* **Task objective**: Reproduce word for word the stretch of items from the line containing "Could you spot the chair" through the end of the items.
-- START Data lines --
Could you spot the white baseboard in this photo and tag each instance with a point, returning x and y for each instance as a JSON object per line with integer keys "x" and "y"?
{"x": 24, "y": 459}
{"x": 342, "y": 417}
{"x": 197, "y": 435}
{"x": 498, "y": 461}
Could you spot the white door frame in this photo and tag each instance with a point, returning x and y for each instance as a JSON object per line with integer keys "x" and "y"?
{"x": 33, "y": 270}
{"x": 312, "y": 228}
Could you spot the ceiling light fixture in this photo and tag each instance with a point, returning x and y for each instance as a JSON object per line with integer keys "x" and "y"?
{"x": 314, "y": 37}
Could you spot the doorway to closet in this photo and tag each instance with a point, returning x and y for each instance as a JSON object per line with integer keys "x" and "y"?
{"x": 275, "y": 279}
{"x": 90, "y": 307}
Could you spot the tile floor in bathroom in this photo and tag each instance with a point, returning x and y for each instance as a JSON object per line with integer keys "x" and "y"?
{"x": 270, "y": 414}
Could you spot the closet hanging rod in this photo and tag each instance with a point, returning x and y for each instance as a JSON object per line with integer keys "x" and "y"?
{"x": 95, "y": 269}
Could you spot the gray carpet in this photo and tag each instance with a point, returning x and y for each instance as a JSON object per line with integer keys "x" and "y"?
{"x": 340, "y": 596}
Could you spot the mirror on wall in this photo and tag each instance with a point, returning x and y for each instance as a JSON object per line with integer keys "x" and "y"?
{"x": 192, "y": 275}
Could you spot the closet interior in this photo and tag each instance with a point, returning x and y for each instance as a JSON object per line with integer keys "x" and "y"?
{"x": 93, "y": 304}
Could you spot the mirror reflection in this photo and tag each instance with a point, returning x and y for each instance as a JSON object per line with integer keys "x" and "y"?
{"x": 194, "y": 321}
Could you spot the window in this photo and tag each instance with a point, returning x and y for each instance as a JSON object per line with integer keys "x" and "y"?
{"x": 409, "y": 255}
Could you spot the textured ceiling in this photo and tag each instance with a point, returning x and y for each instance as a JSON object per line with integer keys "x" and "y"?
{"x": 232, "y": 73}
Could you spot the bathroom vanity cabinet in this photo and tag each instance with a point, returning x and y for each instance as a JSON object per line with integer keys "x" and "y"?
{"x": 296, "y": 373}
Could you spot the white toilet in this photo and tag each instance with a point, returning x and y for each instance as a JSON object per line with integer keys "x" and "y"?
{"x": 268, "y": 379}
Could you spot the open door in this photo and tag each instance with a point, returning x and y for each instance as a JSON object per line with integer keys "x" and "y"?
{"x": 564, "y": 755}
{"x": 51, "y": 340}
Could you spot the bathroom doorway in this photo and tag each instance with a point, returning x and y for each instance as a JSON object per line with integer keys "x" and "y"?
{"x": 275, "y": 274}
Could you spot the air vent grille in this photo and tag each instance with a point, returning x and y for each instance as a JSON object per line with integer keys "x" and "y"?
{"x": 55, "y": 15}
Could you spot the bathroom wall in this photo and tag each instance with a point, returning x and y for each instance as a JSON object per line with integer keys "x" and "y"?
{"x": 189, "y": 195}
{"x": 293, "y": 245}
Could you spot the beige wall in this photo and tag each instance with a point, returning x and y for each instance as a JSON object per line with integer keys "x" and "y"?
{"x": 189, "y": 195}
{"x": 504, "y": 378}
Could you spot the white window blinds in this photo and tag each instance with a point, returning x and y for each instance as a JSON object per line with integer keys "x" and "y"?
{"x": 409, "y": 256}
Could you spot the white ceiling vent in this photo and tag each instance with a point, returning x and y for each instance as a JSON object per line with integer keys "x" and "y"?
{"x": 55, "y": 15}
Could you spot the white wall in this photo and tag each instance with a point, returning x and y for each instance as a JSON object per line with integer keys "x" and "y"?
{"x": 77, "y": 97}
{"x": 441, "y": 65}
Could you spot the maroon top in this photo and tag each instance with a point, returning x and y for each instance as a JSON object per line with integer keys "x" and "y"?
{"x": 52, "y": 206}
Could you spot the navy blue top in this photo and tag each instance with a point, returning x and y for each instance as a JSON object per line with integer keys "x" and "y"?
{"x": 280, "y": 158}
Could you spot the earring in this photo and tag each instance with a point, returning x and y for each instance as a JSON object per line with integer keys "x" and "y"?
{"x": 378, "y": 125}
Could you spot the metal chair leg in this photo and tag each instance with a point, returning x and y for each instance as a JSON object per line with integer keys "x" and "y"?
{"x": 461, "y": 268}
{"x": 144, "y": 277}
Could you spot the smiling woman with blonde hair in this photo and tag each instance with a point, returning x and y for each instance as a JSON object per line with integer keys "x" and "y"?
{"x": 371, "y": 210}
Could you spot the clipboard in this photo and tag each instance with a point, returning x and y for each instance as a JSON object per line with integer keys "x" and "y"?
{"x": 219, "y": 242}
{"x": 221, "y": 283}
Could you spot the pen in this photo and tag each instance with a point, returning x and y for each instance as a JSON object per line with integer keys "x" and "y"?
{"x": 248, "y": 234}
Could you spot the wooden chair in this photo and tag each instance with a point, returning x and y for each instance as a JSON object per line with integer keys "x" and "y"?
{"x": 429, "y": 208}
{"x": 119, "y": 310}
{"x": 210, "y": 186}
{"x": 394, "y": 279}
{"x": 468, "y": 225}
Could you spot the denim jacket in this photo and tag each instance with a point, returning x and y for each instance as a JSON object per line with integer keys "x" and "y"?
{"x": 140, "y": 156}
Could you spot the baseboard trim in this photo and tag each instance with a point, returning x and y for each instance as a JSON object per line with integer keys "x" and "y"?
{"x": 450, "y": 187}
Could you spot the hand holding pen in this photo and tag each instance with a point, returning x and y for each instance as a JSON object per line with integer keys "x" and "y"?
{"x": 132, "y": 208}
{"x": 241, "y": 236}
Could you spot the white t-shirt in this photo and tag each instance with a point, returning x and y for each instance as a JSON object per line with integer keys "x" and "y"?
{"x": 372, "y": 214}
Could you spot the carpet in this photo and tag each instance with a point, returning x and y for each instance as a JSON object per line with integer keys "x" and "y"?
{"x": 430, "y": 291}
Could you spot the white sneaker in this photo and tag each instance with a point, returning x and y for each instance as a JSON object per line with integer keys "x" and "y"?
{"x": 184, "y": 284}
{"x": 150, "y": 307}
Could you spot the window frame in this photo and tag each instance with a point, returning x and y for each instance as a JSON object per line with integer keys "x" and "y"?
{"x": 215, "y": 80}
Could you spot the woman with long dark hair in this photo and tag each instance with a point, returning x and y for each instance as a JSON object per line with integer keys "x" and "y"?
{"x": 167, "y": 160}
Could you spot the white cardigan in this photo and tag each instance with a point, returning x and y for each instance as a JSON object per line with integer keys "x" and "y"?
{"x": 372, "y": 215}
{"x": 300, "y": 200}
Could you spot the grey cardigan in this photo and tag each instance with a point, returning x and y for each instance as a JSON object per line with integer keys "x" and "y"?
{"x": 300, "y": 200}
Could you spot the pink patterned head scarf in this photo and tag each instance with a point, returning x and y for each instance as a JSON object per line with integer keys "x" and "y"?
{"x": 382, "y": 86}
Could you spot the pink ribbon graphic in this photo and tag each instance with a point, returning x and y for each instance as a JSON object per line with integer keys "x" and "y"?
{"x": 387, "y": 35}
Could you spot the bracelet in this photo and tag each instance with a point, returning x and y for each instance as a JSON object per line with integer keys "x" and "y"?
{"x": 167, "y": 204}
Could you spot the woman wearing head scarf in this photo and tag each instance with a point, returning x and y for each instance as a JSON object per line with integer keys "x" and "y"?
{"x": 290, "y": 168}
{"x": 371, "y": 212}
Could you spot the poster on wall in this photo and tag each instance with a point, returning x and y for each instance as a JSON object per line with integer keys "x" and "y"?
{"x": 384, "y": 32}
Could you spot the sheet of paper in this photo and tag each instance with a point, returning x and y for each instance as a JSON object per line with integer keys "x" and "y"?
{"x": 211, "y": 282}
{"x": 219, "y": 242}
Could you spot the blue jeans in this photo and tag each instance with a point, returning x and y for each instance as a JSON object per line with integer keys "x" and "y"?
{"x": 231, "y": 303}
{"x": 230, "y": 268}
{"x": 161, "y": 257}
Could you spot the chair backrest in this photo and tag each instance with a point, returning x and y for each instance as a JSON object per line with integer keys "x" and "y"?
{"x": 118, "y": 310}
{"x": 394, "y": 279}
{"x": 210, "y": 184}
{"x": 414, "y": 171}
-- END Data lines --
* **Answer to the problem**:
Could you spot the chair backrest in this photo and tag each instance with a point, returning x and y for each instance as a JSON object per line with integer keys "x" and "y"?
{"x": 118, "y": 310}
{"x": 394, "y": 279}
{"x": 210, "y": 184}
{"x": 414, "y": 171}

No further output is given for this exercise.